> _TASK PROMPT_
Reproduce all of the entries below word for word, changing nothing.

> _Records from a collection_
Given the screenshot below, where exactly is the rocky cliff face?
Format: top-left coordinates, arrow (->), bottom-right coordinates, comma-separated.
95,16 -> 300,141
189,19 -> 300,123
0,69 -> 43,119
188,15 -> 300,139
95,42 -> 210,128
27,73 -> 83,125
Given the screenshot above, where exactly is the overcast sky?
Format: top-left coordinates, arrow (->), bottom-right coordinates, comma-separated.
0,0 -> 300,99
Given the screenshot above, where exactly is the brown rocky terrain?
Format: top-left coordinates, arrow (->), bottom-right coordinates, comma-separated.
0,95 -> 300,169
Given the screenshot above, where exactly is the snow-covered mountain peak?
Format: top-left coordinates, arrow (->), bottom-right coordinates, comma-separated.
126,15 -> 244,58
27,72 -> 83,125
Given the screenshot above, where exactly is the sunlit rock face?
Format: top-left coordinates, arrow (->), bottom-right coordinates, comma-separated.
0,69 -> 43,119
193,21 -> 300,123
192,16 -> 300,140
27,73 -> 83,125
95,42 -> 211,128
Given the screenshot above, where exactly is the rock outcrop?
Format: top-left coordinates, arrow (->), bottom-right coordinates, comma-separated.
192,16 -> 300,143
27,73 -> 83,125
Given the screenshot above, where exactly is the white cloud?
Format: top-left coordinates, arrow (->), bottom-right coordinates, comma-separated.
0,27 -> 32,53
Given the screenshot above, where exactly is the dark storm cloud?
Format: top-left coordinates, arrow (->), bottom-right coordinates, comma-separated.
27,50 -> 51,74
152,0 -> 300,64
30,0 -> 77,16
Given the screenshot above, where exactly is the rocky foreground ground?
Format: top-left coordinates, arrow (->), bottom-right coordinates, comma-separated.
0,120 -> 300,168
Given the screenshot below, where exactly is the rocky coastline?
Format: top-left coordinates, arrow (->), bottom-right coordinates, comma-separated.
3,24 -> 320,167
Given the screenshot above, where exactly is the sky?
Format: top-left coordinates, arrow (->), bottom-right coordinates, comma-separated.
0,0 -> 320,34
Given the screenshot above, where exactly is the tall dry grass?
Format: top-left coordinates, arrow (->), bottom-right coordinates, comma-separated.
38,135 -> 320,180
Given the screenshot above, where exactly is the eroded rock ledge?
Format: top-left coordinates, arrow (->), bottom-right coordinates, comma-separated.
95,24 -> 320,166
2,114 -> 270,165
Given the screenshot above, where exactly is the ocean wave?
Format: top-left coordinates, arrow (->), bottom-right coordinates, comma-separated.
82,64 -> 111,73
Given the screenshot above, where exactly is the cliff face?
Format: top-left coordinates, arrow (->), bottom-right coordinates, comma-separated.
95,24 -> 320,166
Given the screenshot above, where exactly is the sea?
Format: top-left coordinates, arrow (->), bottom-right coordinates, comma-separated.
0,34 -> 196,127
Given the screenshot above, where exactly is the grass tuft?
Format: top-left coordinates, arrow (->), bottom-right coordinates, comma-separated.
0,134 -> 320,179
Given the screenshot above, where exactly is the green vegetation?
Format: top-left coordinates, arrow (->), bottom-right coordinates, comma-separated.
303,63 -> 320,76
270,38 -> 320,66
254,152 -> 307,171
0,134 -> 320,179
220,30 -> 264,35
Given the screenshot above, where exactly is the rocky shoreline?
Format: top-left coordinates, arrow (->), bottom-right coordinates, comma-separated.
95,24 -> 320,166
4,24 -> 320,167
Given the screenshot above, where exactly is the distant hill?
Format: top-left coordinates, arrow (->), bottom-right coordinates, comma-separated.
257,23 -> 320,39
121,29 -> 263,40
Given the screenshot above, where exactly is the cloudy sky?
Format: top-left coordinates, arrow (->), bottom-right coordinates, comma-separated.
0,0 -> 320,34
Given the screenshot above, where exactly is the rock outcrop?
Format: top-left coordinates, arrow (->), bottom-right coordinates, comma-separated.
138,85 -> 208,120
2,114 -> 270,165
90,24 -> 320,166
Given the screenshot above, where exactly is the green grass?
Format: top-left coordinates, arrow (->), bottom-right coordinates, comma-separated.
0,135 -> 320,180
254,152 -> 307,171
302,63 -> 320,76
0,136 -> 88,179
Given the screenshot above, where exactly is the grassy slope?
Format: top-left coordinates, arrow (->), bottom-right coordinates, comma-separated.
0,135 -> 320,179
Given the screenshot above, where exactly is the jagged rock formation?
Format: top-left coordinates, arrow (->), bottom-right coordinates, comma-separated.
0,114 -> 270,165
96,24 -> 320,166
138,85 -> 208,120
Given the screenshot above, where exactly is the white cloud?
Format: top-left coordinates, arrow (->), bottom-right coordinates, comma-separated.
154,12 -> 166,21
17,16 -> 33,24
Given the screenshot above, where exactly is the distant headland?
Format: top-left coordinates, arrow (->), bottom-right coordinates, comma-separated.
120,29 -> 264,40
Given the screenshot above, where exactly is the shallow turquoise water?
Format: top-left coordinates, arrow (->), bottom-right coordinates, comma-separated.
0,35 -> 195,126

> _RESPONSE TO THE EXERCISE_
Given the screenshot below, where exactly is the rocky cliff face?
Format: top-left coordinates, arrow (->), bottom-right coordinates, comma-separated.
95,16 -> 300,141
189,19 -> 300,123
0,69 -> 43,119
188,15 -> 300,139
95,42 -> 210,128
27,73 -> 83,125
Given the screenshot above, where exactly is the overcast sky?
Format: top-left coordinates, arrow (->), bottom-right coordinates, comma-separated.
0,0 -> 300,99
Given the screenshot above, where exactly is the brown rocky terrain?
Format: top-left coordinates, arrow (->), bottom-right coordinates, comma-separated.
0,95 -> 300,169
Given the screenshot above, where exactly is the snow-covered mountain peak?
Format: top-left coordinates, arrow (->), bottom-right coordinates, comma-separated.
126,15 -> 244,58
27,72 -> 83,125
Given the screenshot above, where exactly is the sunlit rock face?
Format: top-left coordinates, arrow (->), bottom-right coordinates, comma-separated.
0,69 -> 43,119
193,21 -> 300,123
192,16 -> 300,140
27,73 -> 83,125
95,42 -> 211,128
Given the screenshot above, where exactly is the rock outcrop?
Format: top-left coordinates, arrow (->), bottom-right coordinates, comma-separated.
192,16 -> 300,143
27,73 -> 83,125
Given the screenshot above, where exactly is the white cloud?
Format: top-left coordinates, arrow (->), bottom-right coordinates, comma-separated.
0,27 -> 32,53
Given the screenshot above, where exactly is the dark storm cloud?
Format: top-left coordinates, arrow (->), bottom-right coordinates, comma-separated.
27,50 -> 51,74
152,0 -> 300,64
30,0 -> 77,16
Given the screenshot above, where exactly is the rocky foreground ground?
Format: top-left coordinates, arrow (->), bottom-right coordinates, comma-separated.
0,120 -> 300,168
Given the screenshot below, where exactly is the rocky coastline?
Format: top-left coordinates, arrow (->), bottom-right coordinates, comma-separated.
3,24 -> 320,167
Given the screenshot above, where exactly is the sky?
Format: top-left coordinates, arrow (->), bottom-right coordinates, comma-separated.
0,0 -> 320,34
Given the screenshot above, where exactly is the tall dry grass?
Format: top-left coordinates, arrow (->), bottom-right coordinates, comma-separated.
38,135 -> 320,180
Given the screenshot above, where exactly is the eroded rock ledge?
Format: top-left coordinates, arrow (->), bottom-right coordinates, comma-separated.
95,24 -> 320,166
2,114 -> 270,165
Given the screenshot above, where exactly is the ocean wave?
Format: top-left coordinates, arrow (->), bottom-right coordinates, comma-separated.
82,64 -> 111,73
Given the screenshot above, where exactly is the cliff face?
Format: top-left coordinates, arrow (->), bottom-right coordinates, comma-separated.
95,24 -> 320,166
Given the screenshot above, where exactly is the sea?
Format: top-left coordinates, arrow (->), bottom-right coordinates, comma-separated.
0,34 -> 196,127
Given the screenshot above, where exactly is the grass tuft?
Format: top-left coordinates, arrow (->), bottom-right coordinates, comma-separated.
0,134 -> 320,179
Given the screenshot above, where exactly is the green vegetation?
Format: top-left coordinates, arrow (->), bottom-right coordinates, comma-separated.
303,63 -> 320,76
270,38 -> 320,66
254,152 -> 307,171
0,134 -> 320,179
220,30 -> 264,35
Given the screenshot above, where exactly is the rocky shoreline?
Format: top-left coordinates, arrow (->), bottom-right coordinates, comma-separated.
95,24 -> 320,166
4,24 -> 320,167
Given the screenshot above, where exactly is the distant hill?
Format: top-left coordinates, arrow (->), bottom-right coordinates, comma-separated.
257,23 -> 320,39
121,29 -> 263,40
Given the screenshot above, where exactly is the cloudy sky?
Format: top-left coordinates, arrow (->), bottom-right coordinates, comma-separated.
0,0 -> 320,34
Given the screenshot above, where exactly is the rock outcrop?
Format: top-left coordinates, arrow (->), bottom-right coordinates, comma-separated.
138,85 -> 208,120
2,114 -> 270,165
90,24 -> 320,166
Given the screenshot above, where exactly is the green grass?
Format: top-left coordinates, arrow (->), bottom-right coordinates, comma-separated.
0,135 -> 320,180
254,152 -> 307,171
302,63 -> 320,76
0,136 -> 88,179
Given the screenshot above, where exactly is the grassy slope?
Format: top-left coordinates, arrow (->), bottom-right coordinates, comma-separated.
0,135 -> 320,179
Given the screenshot above, where exactly is the jagged rock formation?
Format: top-left coordinates, arrow (->), bottom-right coordinates, comma-separated.
0,114 -> 270,165
96,24 -> 320,166
138,85 -> 208,120
Given the screenshot above, where exactly is the white cloud?
Format: top-left coordinates, arrow (->), bottom-right coordinates, comma-separated.
154,12 -> 166,21
17,16 -> 33,24
Given the screenshot above, where exactly is the distant headland?
Format: top-left coordinates, arrow (->), bottom-right coordinates, comma-separated.
120,29 -> 264,40
Given the screenshot above, where exactly is the shallow turquoise water?
Format: top-left coordinates, arrow (->), bottom-right coordinates, comma-separated.
0,35 -> 195,126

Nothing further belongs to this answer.